Provided records ->

════════════════

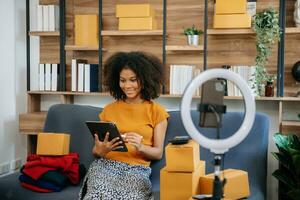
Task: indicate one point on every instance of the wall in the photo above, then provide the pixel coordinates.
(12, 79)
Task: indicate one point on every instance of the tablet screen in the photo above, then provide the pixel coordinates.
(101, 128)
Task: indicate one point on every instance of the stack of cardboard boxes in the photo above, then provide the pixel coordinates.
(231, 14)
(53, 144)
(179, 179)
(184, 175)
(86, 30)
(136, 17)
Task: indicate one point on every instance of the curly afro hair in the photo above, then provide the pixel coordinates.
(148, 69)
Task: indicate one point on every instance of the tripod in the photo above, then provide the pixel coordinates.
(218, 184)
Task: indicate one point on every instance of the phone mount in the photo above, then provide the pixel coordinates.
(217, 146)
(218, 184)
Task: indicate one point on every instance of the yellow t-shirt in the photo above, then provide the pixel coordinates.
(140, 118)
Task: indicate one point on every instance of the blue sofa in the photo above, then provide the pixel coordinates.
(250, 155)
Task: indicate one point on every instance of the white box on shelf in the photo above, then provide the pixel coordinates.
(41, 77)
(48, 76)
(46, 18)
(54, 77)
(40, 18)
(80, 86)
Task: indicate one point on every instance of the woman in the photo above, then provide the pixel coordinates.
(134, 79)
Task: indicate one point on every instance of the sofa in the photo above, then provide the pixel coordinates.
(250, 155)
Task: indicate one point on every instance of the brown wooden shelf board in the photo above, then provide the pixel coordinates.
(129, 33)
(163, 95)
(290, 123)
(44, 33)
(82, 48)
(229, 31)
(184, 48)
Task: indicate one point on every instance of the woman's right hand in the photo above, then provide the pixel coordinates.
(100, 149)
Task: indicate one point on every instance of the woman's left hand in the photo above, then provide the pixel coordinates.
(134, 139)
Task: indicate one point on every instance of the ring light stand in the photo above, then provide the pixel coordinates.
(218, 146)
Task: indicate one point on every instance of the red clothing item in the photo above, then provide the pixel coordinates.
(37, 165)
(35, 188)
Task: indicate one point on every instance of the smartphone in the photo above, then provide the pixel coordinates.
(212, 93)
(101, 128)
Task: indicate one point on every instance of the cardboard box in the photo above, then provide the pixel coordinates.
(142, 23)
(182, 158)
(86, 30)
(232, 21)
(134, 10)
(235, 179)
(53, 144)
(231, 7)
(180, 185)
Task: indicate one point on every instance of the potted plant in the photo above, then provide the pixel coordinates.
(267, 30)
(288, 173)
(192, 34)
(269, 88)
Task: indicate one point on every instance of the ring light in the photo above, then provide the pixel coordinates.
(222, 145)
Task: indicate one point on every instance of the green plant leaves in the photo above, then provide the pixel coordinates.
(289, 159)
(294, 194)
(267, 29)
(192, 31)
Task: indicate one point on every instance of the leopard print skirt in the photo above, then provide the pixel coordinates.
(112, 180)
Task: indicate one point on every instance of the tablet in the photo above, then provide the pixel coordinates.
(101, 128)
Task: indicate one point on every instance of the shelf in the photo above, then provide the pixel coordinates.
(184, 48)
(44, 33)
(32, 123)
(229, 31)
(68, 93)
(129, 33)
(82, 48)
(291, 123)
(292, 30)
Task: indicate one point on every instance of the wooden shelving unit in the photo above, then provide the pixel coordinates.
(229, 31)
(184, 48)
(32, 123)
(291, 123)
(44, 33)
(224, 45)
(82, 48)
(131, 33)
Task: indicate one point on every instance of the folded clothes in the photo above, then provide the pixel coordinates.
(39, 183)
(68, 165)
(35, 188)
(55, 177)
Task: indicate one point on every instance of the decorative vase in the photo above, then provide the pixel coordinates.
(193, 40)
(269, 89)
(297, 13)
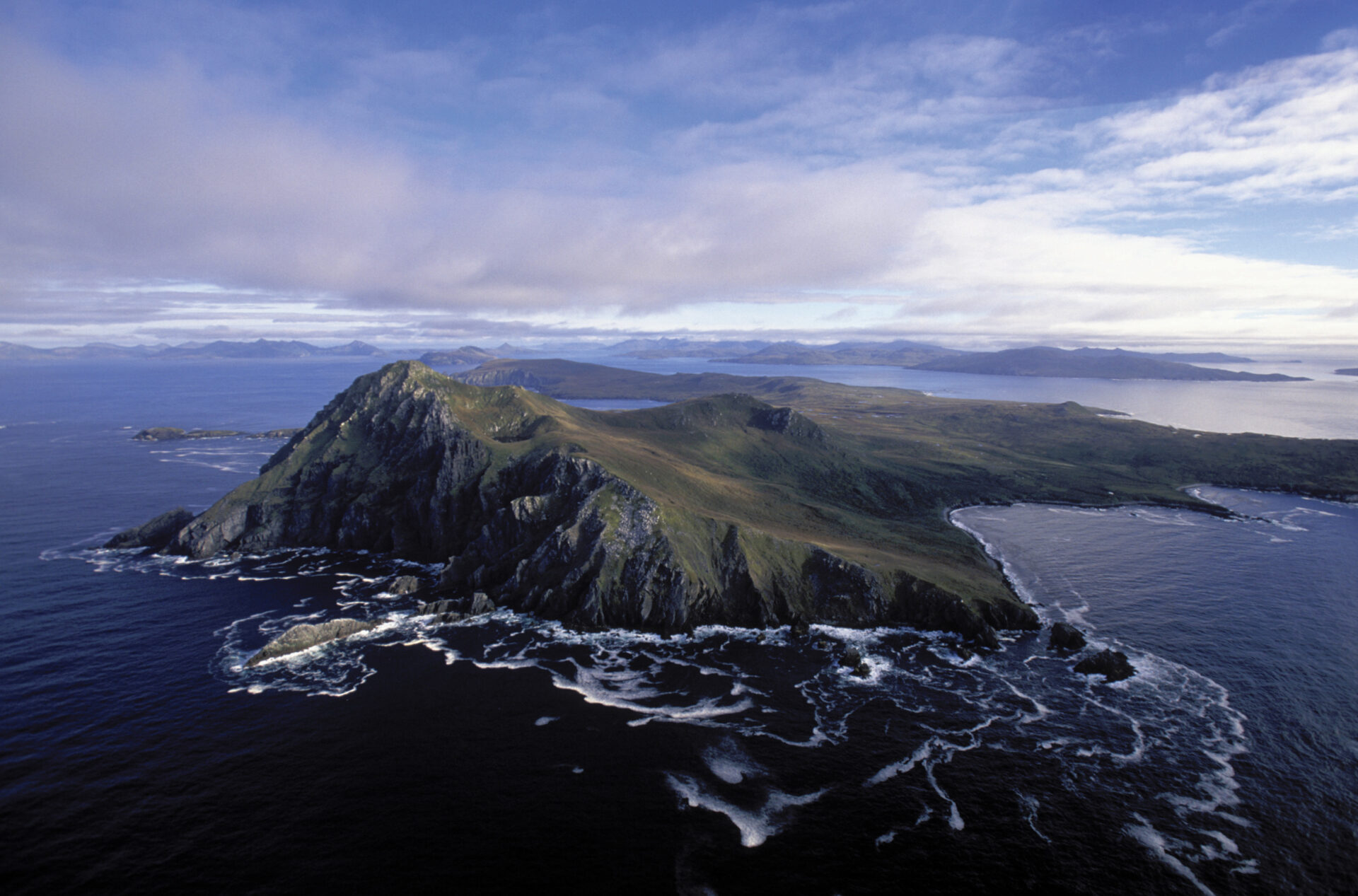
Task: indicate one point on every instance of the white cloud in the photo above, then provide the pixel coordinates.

════════════════

Requirement -> Without the pictures, reproduce every line of the records above exactly.

Task solution ->
Task: indicate one point on every instance of the wall in the photo above, then provide the pixel coordinates.
(12, 79)
Task: indicate one point on every instance of the tablet screen in the photo above, then provide the pixel coordinates.
(101, 128)
Task: indicate one point on every instance of the stack of cardboard boxes in the photo above, then provide the pixel coordinates.
(231, 14)
(53, 144)
(179, 179)
(184, 175)
(86, 30)
(136, 17)
Task: indicate one point on every instance of the curly afro hair in the photo above, then provide the pixel coordinates.
(148, 69)
Task: indicate one point on every instance of the tripod in the photo above, then provide the pixel coordinates.
(218, 184)
Task: indicate one point on every instance of the phone mount in the photo above, then provide the pixel coordinates.
(217, 146)
(218, 184)
Task: indicate one point on every instance of the yellow t-shirt in the photo above, then provide the pixel coordinates.
(140, 118)
Task: indicate one point on every instance of the blue sofa in the photo above, then provide the pixel coordinates.
(250, 155)
Task: indicate one point on every instance of the white box on shelf in the photo above, then provide the pixel coordinates.
(41, 77)
(48, 76)
(46, 18)
(54, 77)
(40, 18)
(80, 86)
Task: indicate one point on every instance of the woman in the photo above, then provide the pixel coordinates.
(134, 79)
Task: indicate one point on every instance of the sofa in the photo above, then provide the pixel coordinates.
(250, 155)
Task: indicate one point on every instance of the brown wooden shelf board in the photo above, then provide the pixel coordinates.
(129, 33)
(163, 95)
(290, 123)
(44, 33)
(82, 48)
(229, 31)
(184, 48)
Task: indicate one point on every instance of the woman's right hand in the photo above, then provide the pixel coordinates.
(100, 149)
Task: indicate one point on every instance of the woman's left hand in the photo above, then provide the pixel coordinates.
(134, 139)
Task: indicate one point on every instance of the ring light stand in the photo above, then provide the pixel coordinates.
(218, 146)
Task: indicate one point on every instance of the red clothing item in the photo above, then provide the pixel coordinates.
(37, 165)
(35, 188)
Task: indicate one point on every instance of the smartphone in the photo above, then provide the pixel coordinates.
(212, 93)
(101, 128)
Task: indicate one point on every instance of the cardboard box in the photo above, then provide the pixel coordinates.
(142, 23)
(182, 158)
(86, 30)
(232, 21)
(134, 10)
(235, 179)
(53, 144)
(231, 7)
(180, 185)
Task: indicate one point on every instance of the potted plant in the photo above, then provide the pixel coordinates.
(267, 30)
(288, 173)
(192, 34)
(269, 88)
Task: indicate one point on every instance of the ring light in the photo above, then provide the pixel coordinates.
(222, 145)
Task: indicate one point on every instance of the green plant leaves in the photo above, then provide the pixel coordinates.
(289, 159)
(294, 194)
(267, 29)
(192, 31)
Task: indicate one point on every instance of the leopard print skirt in the photo above, then provide the pixel coordinates.
(112, 180)
Task: indicate one point on every instance of the tablet in the photo above, then provide the pixel coordinates.
(101, 128)
Task: indicate one point on every instance of the shelf in the photo above, then provide the pixel coordinates.
(184, 48)
(44, 33)
(32, 123)
(229, 31)
(68, 93)
(129, 33)
(82, 48)
(291, 123)
(292, 30)
Task: indicate one point on every instance of the wooden shelving unit in the photo above, then provide the pixel coordinates.
(229, 31)
(184, 48)
(32, 123)
(291, 123)
(44, 33)
(224, 45)
(82, 48)
(131, 33)
Task: indicate one point on every instance of the folded clothes in the photo above, then provide the pixel coordinates.
(39, 183)
(68, 165)
(35, 188)
(55, 177)
Task: indicate one point on every instance of the decorative vase in the photo above, then provide the pixel coordinates.
(193, 40)
(269, 89)
(297, 13)
Task: indicate one point on every instance of the white cloud in the photo above, then provide the pixel coordinates.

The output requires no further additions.